Extrait de page:
::::::
Lisez l’article « Enfouissement de déchets industriels : le BAPE recommande le rejet du projet de Stablex »

Encore faudrait-il que le gouvernement dispose d’un portrait complet et fiable des [matières dangereuses] générées au Québec afin d’être en mesure d’identifier les besoins relatifs à leur traitement et à leur élimination.

Extrait du rapport du BAPE

Le Conseil des entreprises en technologies environnementales du Québec (CETEQ) estime aussi que « ce serait une bonne chose » de dresser un tel portrait, qui aiderait à « prendre les meilleures décisions », a déclaré à La Presse son directeur général, Kevin Morin.

L’exercice donnerait un éclairage « intéressant », reconnaît le ministre de l’Environnement, de la Lutte contre les changements climatiques, de la Faune et des Parcs, Benoit Charette, qui n’exclut pas de le faire plus tard.

« Ce n’est pas quelque chose qui est envisagé à court terme, car on veut d’abord traiter le cas de Stablex, mais je ne suis pas fermé à l’idée », a-t-il déclaré à La Presse.

Matières importées

La moitié des matières dangereuses résiduelles traitées ou éliminées au Québec proviennent de l’extérieur de la province, principalement des États-Unis et, dans une moindre mesure, du reste du Canada.

« Ce qui est préoccupant, c’est l’importation des déchets », affirme la présidente du Conseil régional de l’environnement et du développement durable du Saguenay–Lac-Saint-Jean, Monique Laberge, qui réclame elle aussi un état des lieux de la situation.
::::::
Extraits de données:
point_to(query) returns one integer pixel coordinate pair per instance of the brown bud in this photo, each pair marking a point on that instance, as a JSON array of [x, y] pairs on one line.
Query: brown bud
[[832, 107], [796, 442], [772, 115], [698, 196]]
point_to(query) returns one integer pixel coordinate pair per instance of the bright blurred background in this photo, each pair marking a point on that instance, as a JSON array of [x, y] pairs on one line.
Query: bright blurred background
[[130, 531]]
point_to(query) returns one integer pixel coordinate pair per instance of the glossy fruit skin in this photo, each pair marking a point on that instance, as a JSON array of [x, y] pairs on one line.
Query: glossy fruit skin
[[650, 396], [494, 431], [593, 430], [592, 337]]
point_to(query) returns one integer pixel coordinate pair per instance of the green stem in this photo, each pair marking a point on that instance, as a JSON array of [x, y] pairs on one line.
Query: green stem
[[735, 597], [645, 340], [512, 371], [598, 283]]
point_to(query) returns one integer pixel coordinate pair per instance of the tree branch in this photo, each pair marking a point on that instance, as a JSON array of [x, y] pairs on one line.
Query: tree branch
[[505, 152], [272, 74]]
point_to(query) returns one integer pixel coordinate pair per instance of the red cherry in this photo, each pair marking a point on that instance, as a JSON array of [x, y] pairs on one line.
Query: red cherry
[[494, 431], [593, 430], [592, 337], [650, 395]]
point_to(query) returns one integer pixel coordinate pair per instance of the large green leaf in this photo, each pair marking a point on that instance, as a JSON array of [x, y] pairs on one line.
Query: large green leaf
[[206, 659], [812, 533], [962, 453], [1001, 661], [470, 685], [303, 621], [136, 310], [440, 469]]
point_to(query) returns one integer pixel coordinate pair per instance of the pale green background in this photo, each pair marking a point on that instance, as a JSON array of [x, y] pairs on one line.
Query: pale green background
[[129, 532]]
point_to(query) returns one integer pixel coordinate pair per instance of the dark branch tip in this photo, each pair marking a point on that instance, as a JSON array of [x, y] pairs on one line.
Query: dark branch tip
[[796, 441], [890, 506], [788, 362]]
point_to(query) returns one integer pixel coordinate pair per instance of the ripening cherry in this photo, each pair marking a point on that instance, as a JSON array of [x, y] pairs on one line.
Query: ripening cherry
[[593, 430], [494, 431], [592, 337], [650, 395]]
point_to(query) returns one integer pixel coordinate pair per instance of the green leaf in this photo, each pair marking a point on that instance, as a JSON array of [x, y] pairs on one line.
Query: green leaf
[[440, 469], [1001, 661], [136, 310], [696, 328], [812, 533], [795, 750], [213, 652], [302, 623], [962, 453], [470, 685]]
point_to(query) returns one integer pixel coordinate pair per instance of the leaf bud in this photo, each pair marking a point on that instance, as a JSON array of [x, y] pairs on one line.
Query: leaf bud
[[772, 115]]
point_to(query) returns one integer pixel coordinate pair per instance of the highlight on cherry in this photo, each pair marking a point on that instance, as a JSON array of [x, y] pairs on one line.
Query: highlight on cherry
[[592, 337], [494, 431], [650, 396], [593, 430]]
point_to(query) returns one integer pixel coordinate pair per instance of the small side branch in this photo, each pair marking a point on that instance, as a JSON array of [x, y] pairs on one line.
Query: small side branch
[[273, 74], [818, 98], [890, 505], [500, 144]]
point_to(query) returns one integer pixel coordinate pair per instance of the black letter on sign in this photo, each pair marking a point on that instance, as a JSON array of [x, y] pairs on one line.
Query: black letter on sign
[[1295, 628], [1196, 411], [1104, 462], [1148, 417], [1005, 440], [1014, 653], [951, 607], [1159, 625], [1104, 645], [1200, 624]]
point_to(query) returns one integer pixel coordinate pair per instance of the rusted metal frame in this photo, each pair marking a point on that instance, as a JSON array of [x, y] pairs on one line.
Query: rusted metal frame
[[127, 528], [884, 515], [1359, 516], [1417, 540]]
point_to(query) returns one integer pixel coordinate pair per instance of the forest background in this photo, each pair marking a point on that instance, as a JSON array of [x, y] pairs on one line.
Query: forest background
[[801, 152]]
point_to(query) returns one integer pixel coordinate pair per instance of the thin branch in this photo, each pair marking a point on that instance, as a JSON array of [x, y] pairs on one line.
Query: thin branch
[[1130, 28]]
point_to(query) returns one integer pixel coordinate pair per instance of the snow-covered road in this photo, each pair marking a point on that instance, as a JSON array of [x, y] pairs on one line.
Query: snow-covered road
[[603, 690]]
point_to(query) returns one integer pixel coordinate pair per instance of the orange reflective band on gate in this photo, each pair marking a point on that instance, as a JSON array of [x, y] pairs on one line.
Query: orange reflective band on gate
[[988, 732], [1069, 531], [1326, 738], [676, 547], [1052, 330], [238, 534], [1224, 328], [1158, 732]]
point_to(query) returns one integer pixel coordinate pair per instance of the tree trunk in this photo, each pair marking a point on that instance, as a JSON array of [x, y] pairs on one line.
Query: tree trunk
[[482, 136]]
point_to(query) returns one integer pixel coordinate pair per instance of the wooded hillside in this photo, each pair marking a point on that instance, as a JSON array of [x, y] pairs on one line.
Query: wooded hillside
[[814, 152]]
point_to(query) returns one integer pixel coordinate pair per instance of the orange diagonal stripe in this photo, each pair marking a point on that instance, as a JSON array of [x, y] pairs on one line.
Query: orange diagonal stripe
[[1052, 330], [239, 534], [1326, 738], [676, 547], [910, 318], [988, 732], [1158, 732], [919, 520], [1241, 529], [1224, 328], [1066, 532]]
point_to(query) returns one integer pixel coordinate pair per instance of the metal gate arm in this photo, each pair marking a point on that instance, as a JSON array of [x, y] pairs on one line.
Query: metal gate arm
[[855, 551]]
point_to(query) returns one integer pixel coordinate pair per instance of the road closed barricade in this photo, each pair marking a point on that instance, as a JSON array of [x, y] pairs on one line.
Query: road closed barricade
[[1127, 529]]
::::::
Travail demandé:
**A)** Renommez « brown bud » en « withered bud » dans les enregistrements, depuis leur début jusqu'à la ligne contenant « [[650, 396], [494, 431], [593, 430], [592, 337]] » incluse, puis redonnez ce passage sans aucune autre modification.
**B)** Prolongez le texte sur les matières dangereuses au Québec en reprenant après sa dernière phrase.

Réponses attendues:
**A)**
point_to(query) returns one integer pixel coordinate pair per instance of the withered bud in this photo, each pair marking a point on that instance, as a JSON array of [x, y] pairs on one line.
Query: withered bud
[[832, 107], [796, 442], [772, 115], [698, 196]]
point_to(query) returns one integer pixel coordinate pair per instance of the bright blurred background in this photo, each pair marking a point on that instance, as a JSON array of [x, y] pairs on one line.
Query: bright blurred background
[[130, 531]]
point_to(query) returns one integer pixel coordinate pair per instance of the glossy fruit skin in this photo, each pair marking a point on that instance, as a JSON array of [x, y] pairs on one line.
Query: glossy fruit skin
[[650, 396], [494, 431], [593, 430], [592, 337]]

**B)**
« Au moins on aurait les données, l’analyse des technologies possibles », illustre-t-elle, rappelant que le dernier portrait de la situation remonte à 1990, quand le BAPE avait produit un volumineux rapport de 500 pages, qui recommandait notamment de mettre fin à l’importation des matières dangereuses résiduelles et d’opter pour des technologies mobiles de traitement, « pour ne pas qu’une population vive [seule] avec les inconvénients de cette industrie », rappelle Mme Laberge.

Ce qu’on s’aperçoit au bout de 34 ans, c’est qu’il n’y a pas grand recommandations qui ont été suivies.

Monique Laberge

L’importation de déchets dangereux représente un fardeau pour le Québec, ajoute Eau Secours, qui réclame aussi d’y mettre fin.

« Aux États-Unis, peu importe où une entreprise enfouit son produit, elle en demeure responsable, [mais] quand c’est exporté, c’est levé et le producteur n’est plus responsable », dit Rébecca Pétrin, illustrant que le Québec peut ainsi se retrouver pris avec des matières mal identifiées, qui s’avèrent impossibles à traiter.

Importation nécessaire, selon Québec

L’importation de matières dangereuses résiduelles est nécessaire si le Québec veut pouvoir continuer de traiter les siennes, plaide le ministre de l’Environnement.

« Il faut arriver à rentabiliser ces opérations-là, et ça, c’est une question de volume », dit Benoit Charette, faisant écho aux propos de Kevin Morin, du CETEQ, qui estime aussi l’importation nécessaire pour que les entreprises du secteur aient « assez de matière à l’échelle du Québec pour développer une expertise, améliorer les procédés ».

Le Québec expédie aussi des matières dangereuses dans d’autres provinces, qui pourraient cesser de les prendre s’il cessait de prendre les leurs, indique le ministre. « On peut par contre limiter en partie l’importation », suggère-t-il.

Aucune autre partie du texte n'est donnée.